> Task A: In the passage on the guardian class and the Myth of the Metals, list each thing that Socrates would persuade people was fashioned and nurtured inside the earth.
> Task B: Rewrite the paragraph beginning "To distinguish between those members" in the passage on the guardian class and the Myth of the Metals as a bulleted list that keeps its main facts.

> Document section:

===============

To distinguish between those members of the guardian class that qualify for rulership and those that do not Socrates calls the former “complete guardians” and  later auxiliaries or co-rulers (414a-b). The former “will guard against external enemies and internal friends, so that one will lack the power and the other the desire to harm the city” (414b). The latter, which include both young people and those that were not selected as rulers, will be “supporters of the guardians’ convictions” (414b). The auxiliaries, finally, are co-rulers in the sense that wield authority over the third and largest class of craftsmen and because they are also tasked with helping the complete guardians protect the city from in/external threats.

The Myth of the Metals (414
To naturalize the rigid and hierarchical division of labour (and authority), and to create a sense of attachment to their city, its members are to be enchanted with a noble falsehood (see: 382a) designed to foster harmony within city. This noble falsehood, the Myth of the Metals, has two functions:

  1. To create a familial-like bond amongst the rulers, soldiers, and the rest of the city and engender a sense of attachment to their city. To do so, Socrates proposes to attempt to persuade them that their early education was: “a sort of a dream, that in fact they themselves, their weapons, and the other craftsmen’s tools were at that time really being fashioned and nurtured inside the earth, and that when the work was completed, the earth who is their mother, delivered all of them up into the world. Therefore, if anyone attacks the land in which they live, they must plan on its behalf and defend it as their mother and nurse and think of the other citizens as their earthborn brothers” (414d-e).

===============

> Data for review:
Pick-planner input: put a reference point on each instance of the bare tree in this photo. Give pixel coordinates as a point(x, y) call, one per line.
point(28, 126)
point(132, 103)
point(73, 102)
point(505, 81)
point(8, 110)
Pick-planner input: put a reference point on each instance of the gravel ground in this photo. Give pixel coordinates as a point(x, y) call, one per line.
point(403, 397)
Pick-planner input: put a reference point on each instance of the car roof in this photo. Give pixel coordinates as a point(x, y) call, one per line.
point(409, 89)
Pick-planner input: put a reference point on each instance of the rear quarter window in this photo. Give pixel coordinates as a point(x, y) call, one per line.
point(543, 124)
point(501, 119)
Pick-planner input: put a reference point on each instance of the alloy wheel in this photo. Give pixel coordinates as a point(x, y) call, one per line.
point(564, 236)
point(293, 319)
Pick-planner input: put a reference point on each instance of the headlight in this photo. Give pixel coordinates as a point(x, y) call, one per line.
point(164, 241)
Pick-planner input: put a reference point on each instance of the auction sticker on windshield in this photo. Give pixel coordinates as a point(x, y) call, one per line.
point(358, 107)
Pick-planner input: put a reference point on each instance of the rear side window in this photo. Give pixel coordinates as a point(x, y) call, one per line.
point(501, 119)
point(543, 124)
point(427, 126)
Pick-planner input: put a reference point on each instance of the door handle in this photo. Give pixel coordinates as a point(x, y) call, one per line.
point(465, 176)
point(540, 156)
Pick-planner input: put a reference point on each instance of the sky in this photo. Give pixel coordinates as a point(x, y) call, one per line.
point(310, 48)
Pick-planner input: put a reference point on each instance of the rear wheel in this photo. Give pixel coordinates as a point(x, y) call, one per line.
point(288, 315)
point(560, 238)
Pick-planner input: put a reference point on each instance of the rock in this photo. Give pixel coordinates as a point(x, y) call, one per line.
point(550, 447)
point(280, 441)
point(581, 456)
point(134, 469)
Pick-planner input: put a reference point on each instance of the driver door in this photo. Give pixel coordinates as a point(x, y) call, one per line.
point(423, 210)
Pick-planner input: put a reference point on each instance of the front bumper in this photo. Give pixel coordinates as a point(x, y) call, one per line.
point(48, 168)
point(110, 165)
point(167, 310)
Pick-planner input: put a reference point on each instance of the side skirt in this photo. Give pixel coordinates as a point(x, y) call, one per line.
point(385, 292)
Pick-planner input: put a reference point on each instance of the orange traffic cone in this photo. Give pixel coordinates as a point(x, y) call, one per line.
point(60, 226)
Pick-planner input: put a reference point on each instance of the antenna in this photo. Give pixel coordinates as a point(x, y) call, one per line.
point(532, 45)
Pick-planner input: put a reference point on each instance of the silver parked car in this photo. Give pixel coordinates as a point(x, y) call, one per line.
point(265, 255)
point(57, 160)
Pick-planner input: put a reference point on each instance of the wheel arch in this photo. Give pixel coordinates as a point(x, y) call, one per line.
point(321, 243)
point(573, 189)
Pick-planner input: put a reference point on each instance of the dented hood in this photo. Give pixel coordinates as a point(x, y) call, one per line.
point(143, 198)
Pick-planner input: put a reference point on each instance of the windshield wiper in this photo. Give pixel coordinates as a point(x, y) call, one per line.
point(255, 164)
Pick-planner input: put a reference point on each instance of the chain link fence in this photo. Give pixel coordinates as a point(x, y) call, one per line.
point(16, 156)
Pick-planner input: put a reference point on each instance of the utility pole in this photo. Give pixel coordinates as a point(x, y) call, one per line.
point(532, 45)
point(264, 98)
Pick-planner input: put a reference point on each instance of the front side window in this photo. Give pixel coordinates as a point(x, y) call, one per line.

===============

> Output A:
- They themselves
- Their weapons
- The other craftsmen's tools

> Output B:
- Socrates calls guardians who qualify for rulership "complete guardians." He calls the others auxiliaries or co-rulers (414a-b).
- Complete guardians guard against external enemies and internal friends, so that enemies lack the power and friends lack the desire to harm the city (414b).
- Auxiliaries include young people and those not selected as rulers. They are "supporters of the guardians' convictions" (414b).
- Auxiliaries are co-rulers because they hold authority over the craftsmen, the third and largest class. They also help the complete guardians protect the city from internal and external threats.